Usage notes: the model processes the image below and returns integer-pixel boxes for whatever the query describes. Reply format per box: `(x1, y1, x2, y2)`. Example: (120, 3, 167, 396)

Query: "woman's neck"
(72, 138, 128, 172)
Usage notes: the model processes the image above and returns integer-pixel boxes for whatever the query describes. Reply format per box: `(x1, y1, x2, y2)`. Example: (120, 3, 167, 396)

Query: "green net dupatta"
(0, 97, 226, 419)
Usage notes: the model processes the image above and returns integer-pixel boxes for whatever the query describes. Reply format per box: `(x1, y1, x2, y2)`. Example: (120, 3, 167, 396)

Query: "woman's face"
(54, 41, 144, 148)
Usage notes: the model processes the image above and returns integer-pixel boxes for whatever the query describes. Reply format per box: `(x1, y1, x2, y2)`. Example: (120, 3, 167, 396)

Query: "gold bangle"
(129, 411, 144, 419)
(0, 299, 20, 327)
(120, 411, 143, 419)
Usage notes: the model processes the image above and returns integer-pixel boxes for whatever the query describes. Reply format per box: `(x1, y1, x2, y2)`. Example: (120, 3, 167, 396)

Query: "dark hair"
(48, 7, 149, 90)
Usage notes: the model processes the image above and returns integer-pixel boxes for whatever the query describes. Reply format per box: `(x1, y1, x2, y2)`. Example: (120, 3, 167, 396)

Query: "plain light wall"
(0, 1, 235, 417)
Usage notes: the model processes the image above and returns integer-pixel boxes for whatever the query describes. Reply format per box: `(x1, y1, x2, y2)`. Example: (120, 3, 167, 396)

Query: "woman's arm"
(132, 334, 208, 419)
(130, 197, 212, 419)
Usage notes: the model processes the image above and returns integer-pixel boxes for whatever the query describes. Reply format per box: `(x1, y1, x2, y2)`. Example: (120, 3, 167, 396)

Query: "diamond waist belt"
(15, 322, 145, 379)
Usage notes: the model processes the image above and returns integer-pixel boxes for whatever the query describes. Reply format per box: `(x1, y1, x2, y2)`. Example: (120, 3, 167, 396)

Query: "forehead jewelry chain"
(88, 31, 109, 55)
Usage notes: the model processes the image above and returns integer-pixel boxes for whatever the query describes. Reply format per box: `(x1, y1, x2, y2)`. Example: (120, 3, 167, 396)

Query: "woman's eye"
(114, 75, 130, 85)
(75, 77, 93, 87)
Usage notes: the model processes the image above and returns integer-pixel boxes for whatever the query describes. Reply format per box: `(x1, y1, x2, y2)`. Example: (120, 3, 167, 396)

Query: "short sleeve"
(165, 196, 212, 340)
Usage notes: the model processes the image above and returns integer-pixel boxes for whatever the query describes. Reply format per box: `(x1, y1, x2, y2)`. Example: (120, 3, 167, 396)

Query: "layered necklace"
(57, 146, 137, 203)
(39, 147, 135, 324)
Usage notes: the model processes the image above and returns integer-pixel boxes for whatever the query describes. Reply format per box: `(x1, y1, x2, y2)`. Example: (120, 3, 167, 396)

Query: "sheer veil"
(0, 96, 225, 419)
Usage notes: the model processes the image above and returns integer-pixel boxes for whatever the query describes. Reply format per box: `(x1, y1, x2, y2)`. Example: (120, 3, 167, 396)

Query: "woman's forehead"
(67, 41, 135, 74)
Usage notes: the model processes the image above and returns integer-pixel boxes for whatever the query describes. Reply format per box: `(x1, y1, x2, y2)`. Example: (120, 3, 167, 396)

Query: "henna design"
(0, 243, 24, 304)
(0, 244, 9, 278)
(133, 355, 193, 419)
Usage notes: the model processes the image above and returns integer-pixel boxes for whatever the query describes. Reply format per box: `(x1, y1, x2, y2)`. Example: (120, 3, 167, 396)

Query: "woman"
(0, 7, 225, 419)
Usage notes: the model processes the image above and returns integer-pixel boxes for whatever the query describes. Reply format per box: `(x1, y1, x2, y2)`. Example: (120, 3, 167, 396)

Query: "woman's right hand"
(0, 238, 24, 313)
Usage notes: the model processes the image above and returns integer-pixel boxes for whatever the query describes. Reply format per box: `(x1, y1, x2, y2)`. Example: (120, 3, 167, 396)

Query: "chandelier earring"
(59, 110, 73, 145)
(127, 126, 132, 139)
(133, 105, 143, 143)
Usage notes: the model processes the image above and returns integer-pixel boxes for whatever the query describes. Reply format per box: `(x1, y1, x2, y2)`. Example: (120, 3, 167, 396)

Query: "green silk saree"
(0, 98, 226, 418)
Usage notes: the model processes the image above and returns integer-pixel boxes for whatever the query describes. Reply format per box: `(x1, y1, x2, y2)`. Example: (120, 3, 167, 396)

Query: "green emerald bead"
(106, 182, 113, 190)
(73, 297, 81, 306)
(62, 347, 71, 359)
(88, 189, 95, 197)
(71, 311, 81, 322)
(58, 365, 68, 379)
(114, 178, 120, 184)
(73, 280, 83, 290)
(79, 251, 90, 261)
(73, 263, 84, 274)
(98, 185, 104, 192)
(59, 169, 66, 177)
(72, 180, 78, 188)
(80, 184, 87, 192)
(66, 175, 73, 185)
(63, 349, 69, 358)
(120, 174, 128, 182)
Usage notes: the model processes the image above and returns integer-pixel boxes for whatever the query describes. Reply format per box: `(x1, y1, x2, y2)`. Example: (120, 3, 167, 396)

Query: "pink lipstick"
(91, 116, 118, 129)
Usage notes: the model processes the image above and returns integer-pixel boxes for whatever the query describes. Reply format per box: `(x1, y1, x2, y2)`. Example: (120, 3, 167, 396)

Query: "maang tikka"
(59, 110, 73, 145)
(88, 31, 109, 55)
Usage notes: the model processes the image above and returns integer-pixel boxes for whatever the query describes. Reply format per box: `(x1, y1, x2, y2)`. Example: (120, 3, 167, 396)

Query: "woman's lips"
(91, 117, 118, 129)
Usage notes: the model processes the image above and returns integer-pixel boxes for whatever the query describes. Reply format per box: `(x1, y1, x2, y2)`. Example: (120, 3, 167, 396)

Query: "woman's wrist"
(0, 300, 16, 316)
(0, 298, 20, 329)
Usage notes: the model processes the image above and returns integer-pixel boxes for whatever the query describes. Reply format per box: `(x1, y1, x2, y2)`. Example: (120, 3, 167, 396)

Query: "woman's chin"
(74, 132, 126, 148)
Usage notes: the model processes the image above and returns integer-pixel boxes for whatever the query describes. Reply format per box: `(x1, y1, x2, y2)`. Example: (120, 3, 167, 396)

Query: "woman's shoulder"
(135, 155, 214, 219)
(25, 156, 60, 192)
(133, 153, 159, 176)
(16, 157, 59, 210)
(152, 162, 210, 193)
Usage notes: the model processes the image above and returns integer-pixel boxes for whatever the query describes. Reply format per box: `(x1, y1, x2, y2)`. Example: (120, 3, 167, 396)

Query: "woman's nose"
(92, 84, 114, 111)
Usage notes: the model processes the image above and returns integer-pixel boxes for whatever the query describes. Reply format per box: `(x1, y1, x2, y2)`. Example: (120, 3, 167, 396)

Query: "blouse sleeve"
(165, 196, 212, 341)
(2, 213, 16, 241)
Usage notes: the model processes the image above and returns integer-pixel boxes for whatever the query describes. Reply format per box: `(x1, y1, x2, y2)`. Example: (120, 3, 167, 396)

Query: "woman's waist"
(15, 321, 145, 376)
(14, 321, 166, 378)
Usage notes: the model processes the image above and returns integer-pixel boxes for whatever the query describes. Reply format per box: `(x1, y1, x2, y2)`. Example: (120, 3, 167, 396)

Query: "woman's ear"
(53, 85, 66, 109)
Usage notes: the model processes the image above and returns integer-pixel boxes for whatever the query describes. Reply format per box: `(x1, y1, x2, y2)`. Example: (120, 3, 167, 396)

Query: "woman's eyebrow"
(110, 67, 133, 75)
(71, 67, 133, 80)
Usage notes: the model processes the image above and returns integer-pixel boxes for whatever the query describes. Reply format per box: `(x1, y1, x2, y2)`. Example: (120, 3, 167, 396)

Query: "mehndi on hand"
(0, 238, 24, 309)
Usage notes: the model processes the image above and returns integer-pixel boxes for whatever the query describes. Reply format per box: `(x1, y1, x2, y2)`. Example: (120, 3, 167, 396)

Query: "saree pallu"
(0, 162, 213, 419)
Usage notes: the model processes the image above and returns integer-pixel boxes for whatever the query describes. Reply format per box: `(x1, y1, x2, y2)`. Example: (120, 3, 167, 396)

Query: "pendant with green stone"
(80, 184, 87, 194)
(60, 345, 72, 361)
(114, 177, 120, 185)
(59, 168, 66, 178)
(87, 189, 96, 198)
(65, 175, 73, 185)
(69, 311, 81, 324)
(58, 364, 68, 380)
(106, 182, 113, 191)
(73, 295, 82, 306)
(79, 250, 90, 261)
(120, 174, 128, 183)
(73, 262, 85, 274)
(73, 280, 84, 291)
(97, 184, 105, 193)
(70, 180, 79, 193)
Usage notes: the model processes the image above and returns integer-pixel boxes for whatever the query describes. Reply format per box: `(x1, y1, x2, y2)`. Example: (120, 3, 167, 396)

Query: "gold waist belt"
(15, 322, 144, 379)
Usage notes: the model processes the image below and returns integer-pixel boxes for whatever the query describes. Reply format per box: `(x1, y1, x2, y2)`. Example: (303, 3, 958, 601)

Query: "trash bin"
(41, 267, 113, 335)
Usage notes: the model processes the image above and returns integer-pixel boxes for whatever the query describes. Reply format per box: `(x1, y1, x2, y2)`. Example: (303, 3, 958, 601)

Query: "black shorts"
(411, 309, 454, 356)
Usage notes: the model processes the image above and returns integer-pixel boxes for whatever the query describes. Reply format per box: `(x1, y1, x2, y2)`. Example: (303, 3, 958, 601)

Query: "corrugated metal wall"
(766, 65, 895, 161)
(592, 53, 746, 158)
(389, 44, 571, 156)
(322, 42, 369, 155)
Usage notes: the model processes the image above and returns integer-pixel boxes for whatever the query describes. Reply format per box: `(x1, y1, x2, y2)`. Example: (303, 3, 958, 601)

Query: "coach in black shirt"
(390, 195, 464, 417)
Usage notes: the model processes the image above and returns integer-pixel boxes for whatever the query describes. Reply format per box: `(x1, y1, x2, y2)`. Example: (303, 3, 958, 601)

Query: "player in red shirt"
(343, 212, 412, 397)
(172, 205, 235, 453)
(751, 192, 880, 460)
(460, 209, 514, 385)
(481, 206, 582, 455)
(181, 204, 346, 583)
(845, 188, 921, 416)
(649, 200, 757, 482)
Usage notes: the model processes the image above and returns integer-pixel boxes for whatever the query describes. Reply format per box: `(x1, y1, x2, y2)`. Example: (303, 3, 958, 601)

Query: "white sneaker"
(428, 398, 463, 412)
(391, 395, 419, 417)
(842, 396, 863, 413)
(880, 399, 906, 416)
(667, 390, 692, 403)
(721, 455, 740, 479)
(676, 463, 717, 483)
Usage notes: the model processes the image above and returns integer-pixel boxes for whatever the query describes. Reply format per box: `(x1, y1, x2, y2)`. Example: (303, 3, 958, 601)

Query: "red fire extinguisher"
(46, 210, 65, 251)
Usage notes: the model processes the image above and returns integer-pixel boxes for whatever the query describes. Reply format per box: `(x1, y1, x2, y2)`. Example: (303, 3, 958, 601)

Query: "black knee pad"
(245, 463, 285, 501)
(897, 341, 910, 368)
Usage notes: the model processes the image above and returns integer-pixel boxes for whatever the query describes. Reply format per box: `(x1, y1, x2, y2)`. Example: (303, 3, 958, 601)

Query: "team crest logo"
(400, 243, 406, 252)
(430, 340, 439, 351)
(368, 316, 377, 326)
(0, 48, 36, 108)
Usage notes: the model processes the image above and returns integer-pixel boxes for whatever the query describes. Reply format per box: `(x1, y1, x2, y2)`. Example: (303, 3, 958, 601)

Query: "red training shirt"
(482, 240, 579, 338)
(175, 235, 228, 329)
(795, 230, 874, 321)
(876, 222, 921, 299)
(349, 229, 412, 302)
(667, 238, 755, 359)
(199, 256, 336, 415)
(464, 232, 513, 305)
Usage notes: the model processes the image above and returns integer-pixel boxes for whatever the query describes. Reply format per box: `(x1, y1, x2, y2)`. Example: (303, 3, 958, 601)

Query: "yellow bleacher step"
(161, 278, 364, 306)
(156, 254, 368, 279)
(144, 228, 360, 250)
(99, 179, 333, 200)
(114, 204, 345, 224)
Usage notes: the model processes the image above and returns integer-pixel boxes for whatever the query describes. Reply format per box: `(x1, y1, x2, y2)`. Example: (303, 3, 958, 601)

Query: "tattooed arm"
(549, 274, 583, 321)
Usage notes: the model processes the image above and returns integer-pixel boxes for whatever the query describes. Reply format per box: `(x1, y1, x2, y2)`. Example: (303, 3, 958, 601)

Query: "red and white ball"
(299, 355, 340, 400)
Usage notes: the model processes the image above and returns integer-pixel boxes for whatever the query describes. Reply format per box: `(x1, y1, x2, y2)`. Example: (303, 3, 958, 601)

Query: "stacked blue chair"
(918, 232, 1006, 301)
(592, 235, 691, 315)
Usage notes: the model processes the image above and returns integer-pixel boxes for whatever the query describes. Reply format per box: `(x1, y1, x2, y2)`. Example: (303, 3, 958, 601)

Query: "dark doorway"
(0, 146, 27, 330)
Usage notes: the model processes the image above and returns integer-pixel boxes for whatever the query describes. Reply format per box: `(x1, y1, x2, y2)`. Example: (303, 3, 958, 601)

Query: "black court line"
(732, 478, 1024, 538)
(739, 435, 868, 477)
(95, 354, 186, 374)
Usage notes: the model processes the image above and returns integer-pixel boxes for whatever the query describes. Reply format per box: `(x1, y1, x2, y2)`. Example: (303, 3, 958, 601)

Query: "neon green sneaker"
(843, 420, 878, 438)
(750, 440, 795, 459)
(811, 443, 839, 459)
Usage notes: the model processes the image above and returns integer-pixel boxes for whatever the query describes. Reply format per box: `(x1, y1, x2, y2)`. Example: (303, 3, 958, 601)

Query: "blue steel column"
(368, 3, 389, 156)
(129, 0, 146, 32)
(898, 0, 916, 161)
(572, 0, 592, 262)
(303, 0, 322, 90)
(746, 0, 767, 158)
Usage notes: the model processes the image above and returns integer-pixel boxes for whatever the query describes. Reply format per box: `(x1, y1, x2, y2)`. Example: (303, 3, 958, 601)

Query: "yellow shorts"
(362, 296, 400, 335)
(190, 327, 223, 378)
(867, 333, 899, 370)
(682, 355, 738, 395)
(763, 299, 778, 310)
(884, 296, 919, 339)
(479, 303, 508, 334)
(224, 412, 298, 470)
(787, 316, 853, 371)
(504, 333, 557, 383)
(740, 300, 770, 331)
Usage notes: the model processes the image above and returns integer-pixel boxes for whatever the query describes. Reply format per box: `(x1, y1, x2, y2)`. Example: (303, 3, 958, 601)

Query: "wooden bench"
* * * * * * *
◆ What is expected
Lines that contain the string "below" should be copied from the material above.

◆ Written answer
Usage notes: the model processes the image below and returns integer-pixel boxes for whatever the query describes. Reply format per box: `(x1, y1, x2, y2)`. Example: (120, 3, 167, 396)
Usage notes: the model processes the image below and returns integer-pixel boxes for whatever the query describes. Reply format per box: `(x1, y1, x2, y2)`. Example: (303, 3, 958, 601)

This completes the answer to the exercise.